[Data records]
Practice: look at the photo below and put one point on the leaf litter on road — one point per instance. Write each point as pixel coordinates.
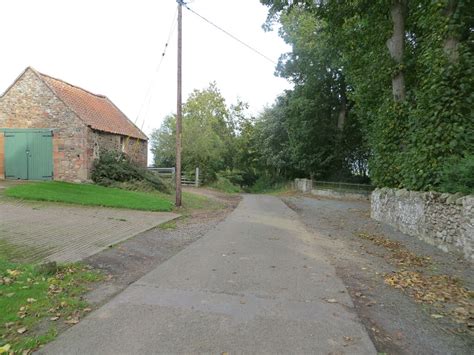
(445, 293)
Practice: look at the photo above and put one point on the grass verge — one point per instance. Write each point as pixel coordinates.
(92, 195)
(34, 302)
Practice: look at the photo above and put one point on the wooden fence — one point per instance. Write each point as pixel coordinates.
(168, 174)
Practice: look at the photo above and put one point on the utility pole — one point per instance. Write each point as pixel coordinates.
(179, 112)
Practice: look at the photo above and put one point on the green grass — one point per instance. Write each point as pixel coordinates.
(91, 195)
(30, 301)
(171, 225)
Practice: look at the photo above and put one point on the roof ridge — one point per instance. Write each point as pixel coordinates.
(72, 85)
(126, 117)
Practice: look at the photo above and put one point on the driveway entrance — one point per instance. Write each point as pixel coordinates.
(37, 231)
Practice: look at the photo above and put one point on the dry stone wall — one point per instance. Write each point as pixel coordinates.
(444, 220)
(303, 185)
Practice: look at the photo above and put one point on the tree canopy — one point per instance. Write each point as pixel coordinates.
(382, 90)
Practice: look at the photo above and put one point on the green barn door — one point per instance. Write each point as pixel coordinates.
(16, 160)
(29, 154)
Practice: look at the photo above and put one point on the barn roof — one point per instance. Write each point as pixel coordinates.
(97, 111)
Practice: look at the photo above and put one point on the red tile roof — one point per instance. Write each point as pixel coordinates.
(97, 111)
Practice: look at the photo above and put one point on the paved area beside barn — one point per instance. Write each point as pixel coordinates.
(257, 283)
(37, 231)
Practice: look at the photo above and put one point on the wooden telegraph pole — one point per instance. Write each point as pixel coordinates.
(179, 112)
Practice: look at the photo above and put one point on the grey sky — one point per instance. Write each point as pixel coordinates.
(113, 47)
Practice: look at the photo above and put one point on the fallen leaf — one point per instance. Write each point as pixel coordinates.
(5, 348)
(13, 273)
(72, 321)
(21, 330)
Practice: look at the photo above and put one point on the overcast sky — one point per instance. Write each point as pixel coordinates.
(113, 47)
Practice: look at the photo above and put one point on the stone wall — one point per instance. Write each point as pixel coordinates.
(444, 220)
(29, 103)
(99, 141)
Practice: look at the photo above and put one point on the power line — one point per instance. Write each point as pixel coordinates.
(147, 99)
(230, 34)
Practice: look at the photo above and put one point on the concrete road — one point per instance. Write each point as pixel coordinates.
(43, 231)
(254, 284)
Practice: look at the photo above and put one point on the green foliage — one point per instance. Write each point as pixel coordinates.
(267, 184)
(408, 141)
(29, 297)
(458, 176)
(117, 169)
(223, 184)
(208, 139)
(91, 195)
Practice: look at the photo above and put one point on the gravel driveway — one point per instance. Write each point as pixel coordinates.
(396, 322)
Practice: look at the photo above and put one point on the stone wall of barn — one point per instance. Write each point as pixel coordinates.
(99, 141)
(29, 103)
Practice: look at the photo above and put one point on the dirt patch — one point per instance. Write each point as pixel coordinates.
(411, 296)
(128, 261)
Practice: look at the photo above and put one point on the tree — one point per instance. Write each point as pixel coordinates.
(209, 131)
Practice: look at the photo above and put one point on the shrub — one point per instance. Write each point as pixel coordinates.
(266, 183)
(458, 176)
(116, 168)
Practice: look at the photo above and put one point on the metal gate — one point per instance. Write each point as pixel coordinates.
(28, 154)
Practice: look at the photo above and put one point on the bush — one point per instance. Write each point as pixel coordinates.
(118, 170)
(225, 185)
(267, 183)
(458, 176)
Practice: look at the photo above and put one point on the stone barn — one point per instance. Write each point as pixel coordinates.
(52, 130)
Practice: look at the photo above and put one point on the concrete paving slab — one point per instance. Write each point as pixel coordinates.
(255, 284)
(65, 233)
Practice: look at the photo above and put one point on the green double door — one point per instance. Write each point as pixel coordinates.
(28, 154)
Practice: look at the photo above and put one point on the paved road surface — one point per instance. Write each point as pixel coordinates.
(49, 231)
(255, 284)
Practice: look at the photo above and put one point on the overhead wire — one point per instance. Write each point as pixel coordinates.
(146, 102)
(230, 35)
(147, 99)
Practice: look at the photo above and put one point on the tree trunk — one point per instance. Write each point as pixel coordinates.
(395, 46)
(341, 118)
(450, 46)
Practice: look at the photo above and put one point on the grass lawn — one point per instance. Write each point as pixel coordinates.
(34, 303)
(92, 195)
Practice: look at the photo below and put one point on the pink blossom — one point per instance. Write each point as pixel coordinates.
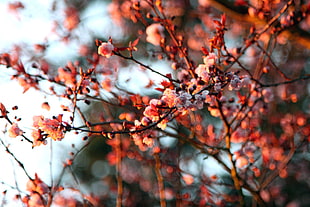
(203, 72)
(15, 131)
(106, 49)
(210, 59)
(52, 127)
(154, 33)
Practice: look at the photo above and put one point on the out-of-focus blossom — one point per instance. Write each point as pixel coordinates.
(72, 18)
(106, 49)
(154, 33)
(15, 131)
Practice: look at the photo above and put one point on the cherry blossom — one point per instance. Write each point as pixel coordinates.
(15, 131)
(154, 33)
(106, 49)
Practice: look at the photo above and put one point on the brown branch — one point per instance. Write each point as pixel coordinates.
(160, 181)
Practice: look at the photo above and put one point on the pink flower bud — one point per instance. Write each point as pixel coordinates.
(106, 49)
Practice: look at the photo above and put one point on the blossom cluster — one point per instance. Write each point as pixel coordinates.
(45, 127)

> STATED TASK
Quote every record above exactly, omitting any pictures they contain.

> PROBLEM SOLUTION
Practice: look at the photo below and put one point on the leaf litter on road — one point per instance. Write each point as pixel coordinates.
(445, 293)
Practice: look at the photo above and put one point on the grass verge — one point per instance. Write each point as pixel coordinates.
(92, 195)
(34, 302)
Practice: look at the photo above and put one point on the wooden fence — one point per instance. Write each point as pixel coordinates.
(168, 174)
Practice: look at the photo above and put one point on the utility pole — one point per instance. Write each point as pixel coordinates.
(179, 112)
Practice: look at the photo above and put one point on the green grass — one point per instance. Write each point as pixel coordinates.
(91, 195)
(30, 301)
(171, 225)
Practice: look at the photo above and put one point on the roof ridge — one point per instance. Write each point as pixel coordinates.
(72, 85)
(126, 117)
Practice: look at the photo above and put one point on the driveway entrance — one point per instance. Write each point as pixel coordinates.
(37, 231)
Practice: look at the photo above and put one point on the dry stone wall — one point per instance. Write each point as pixel coordinates.
(444, 220)
(303, 185)
Practice: look at the photo above and put one point on the tree canopy — one point per instance. Write each point as pixel coordinates.
(382, 90)
Practice: look at the photo above and put one point on the green barn door — one point per instance. Write each point as pixel coordinates.
(16, 160)
(29, 154)
Practice: look at the photo above and put one point on the barn roof — one point per instance. Write each point as pixel coordinates.
(97, 111)
Practice: look at the photo above and put one point on the red tile roof — one point per instance. Write each point as pixel coordinates.
(97, 111)
Practice: look at the photo above and put one point on the paved area beside barn — one point per instance. Write each point as pixel coordinates.
(257, 283)
(37, 231)
Practice: look at the photo above and put one point on the wooden telegraph pole — one point per instance. Write each point as pixel coordinates.
(179, 112)
Practice: look at the photo above and put one point on the grey sky — one point per instance. Write each point as pixel coordinates.
(113, 47)
Practice: look at the photo above and put one point on the fallen leaf — one point per instance. Write each point as pixel coordinates.
(5, 348)
(13, 273)
(72, 321)
(21, 330)
Practice: look at the photo above and put one point on the overcast sky — one point per instance. Write each point as pixel coordinates.
(113, 47)
Practice: look at the photo above and put one point on the stone wall — one point per instance. Write each point as pixel coordinates.
(444, 220)
(29, 103)
(99, 141)
Practice: look at the photo above and put one point on the power line — one point per instance. Write each point as pixel coordinates.
(147, 99)
(230, 34)
Practice: look at the photo above and put one point on the concrete road — one point per instance. Write each point as pixel coordinates.
(43, 231)
(254, 284)
Practice: look at the photo above and put one point on the green foliage — one point per instance. Write each point as pixel coordinates.
(267, 184)
(408, 141)
(29, 297)
(458, 176)
(117, 169)
(223, 184)
(208, 139)
(91, 195)
Practice: look at the photo above and put one point on the gravel driveway — one point per instance. Write each point as pixel coordinates.
(396, 322)
Practice: look at the photo above and put one point on the stone wall of barn — one point per instance. Write each point as pixel coordinates.
(99, 141)
(29, 103)
Practice: look at the photo above and put one point on the dirt patch — one point per instance. Write each point as pixel coordinates.
(411, 296)
(128, 261)
Practice: look at the photo above and put one point on the tree — one point per instance. Write each point as pixel coordinates.
(209, 131)
Practice: look at the photo above and put one point on the shrub — one point per instance. Write each point as pixel coordinates.
(266, 183)
(458, 176)
(116, 168)
Practice: look at the photo above and put one point on the metal gate — one point per instance. Write each point as pixel coordinates.
(28, 154)
Practice: look at the photo above and put one point on the bush — one point per instance. Write each point as pixel coordinates.
(118, 170)
(225, 185)
(267, 183)
(458, 176)
Practice: look at the photo above and put one point on the stone barn — one point per instance. Write each point as pixel coordinates.
(52, 130)
Practice: look at the photo above and put one point on the concrete paving slab — one point per instance. Write each point as pixel coordinates.
(255, 284)
(65, 233)
Practice: look at the photo above and put one point on the green double door — one point per instance. Write each point as pixel coordinates.
(28, 154)
Practice: look at the photo above and put one point on the paved road surface — one point per instance. Write each point as pixel coordinates.
(49, 231)
(255, 284)
Practice: look at the photo above and put one point on the overhead wire — one point per instance. Write each point as pixel coordinates.
(146, 102)
(230, 35)
(147, 99)
Practice: look at the photo above and put one point on the tree trunk — one point per instance. Write each point as pixel coordinates.
(395, 46)
(341, 118)
(450, 46)
Practice: look at the photo above and put one point on the grass lawn — one point per instance. Write each point as pixel coordinates.
(34, 303)
(92, 195)
Practice: look at the photo below and put one point on the pink blossom — one point per instance. Write each point as pixel coordinates.
(203, 72)
(15, 131)
(106, 49)
(210, 59)
(52, 127)
(154, 33)
Practice: look at the photo above and put one point on the out-of-focus blossom — one point per instance. Write each point as pixel coordinates.
(72, 18)
(106, 49)
(154, 33)
(15, 131)
Practice: look at the photo above and put one point on the cherry blossom — one point per instance. Write each point as pixel coordinates.
(15, 131)
(154, 33)
(106, 49)
Practice: look at the photo above and put one point on the brown branch — one point per instance. Write each point as pixel coordinates.
(160, 181)
Practice: look at the photo above and put one point on the pink flower bud — one point per instance. Write each point as pixel coordinates.
(106, 49)
Practice: look at the photo above and put one point on the blossom cluster — one point per instance. Write each point as pixel coordinates.
(45, 127)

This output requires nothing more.